>> BEGIN Text shown

# Wolves kill 120 sheep.



## Rex (Nov 30, 2008)

This is a gruesom reminder that the saying "Wolves only kill the sick and weak is not true." They will kill anything they can catch, even when they are not hungry.

http://www.spokesman.com/stories/2009/a ... llon-mont/


----------



## Rod Meyer (Jun 1, 2009)

On the news tonight here in Portland Oregon. A pack of wolfs (two) have been repeatedly killing ranchers cattle in eastern Oregon. They the ranchers finally got the permission from the authority's to kill the wolfs. It seem now oregon is no longer exempt from the migrating wolfs. This is not good news for us hunters here in Oregon.


----------



## ashkelon (Jul 25, 2009)

When I lived in WI, we did subsistence farming, way up in the bluffs. It was a good place, and a hard life. We were 5 mi by road and 2.5 as the crow flies. 

I hardly ever saw anyone up there, but we still had a terrible time with dog packs. The feral dogs were bold enough to come after my malamutes, and I finally had to stay out with my sheep and steer. The steer killed a couple, and I shot some, but there seemed to be no end to them.

The coyotes up there were never so bold. They were no threat.

>> END Text shown

Written instruction 1 — Rewrite every line of the entries below as a JSON list of strings, one string per line, leaving out blank lines. Omit the pictures from the answer.
The thread above and the entries that follow have no connection to each other.

>> BEGIN Extracted entries

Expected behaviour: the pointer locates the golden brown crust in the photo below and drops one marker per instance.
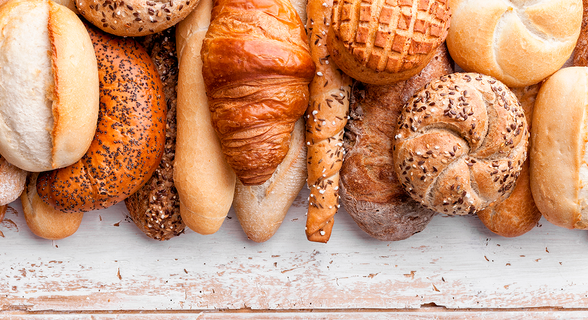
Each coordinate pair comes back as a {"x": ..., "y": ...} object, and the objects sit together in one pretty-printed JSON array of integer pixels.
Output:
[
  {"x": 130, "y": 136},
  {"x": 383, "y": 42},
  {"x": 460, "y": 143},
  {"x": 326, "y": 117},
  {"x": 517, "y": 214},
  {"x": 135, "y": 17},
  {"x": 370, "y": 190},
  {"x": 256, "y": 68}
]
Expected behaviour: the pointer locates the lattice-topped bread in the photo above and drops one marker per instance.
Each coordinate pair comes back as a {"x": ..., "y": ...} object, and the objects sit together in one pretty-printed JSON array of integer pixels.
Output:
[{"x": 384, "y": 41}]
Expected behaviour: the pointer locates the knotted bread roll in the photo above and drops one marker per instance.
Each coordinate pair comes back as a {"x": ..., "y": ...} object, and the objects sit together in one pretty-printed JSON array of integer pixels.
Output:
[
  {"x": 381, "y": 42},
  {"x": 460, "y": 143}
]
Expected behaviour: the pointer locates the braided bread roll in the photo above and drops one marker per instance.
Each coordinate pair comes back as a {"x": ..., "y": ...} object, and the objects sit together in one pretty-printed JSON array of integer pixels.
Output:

>> END Extracted entries

Written instruction 2 — Name each person who posted in the thread about wolves, along with the date of that person's post.

Task output 1 —
[
  "Expected behaviour: the pointer locates the golden brown crust in the photo below and drops one marker per instance.",
  "Each coordinate pair comes back as a {\"x\": ..., \"y\": ...} object, and the objects sit together in one pretty-printed JSON array of integer pixels.",
  "Output:",
  "[",
  "  {\"x\": 130, \"y\": 136},",
  "  {\"x\": 383, \"y\": 42},",
  "  {\"x\": 460, \"y\": 143},",
  "  {\"x\": 326, \"y\": 117},",
  "  {\"x\": 517, \"y\": 214},",
  "  {\"x\": 135, \"y\": 17},",
  "  {\"x\": 370, \"y\": 190},",
  "  {\"x\": 256, \"y\": 68}",
  "]",
  "Expected behaviour: the pointer locates the lattice-topped bread in the photo above and drops one marker per instance.",
  "Each coordinate pair comes back as a {\"x\": ..., \"y\": ...} object, and the objects sit together in one pretty-printed JSON array of integer pixels.",
  "Output:",
  "[{\"x\": 384, \"y\": 41}]",
  "Expected behaviour: the pointer locates the knotted bread roll in the photo above and drops one marker per instance.",
  "Each coordinate pair comes back as a {\"x\": ..., \"y\": ...} object, and the objects sit together in one pretty-printed JSON array of integer pixels.",
  "Output:",
  "[",
  "  {\"x\": 381, \"y\": 42},",
  "  {\"x\": 460, \"y\": 143}",
  "]",
  "Expected behaviour: the pointer locates the braided bread roll in the photo above and drops one marker per instance.",
  "Each coordinate pair comes back as a {\"x\": ..., \"y\": ...} object, and the objects sit together in one pretty-printed JSON array of integer pixels.",
  "Output:"
]

Task output 2 —
- Rex: Nov 30, 2008
- Rod Meyer: Jun 1, 2009
- ashkelon: Jul 25, 2009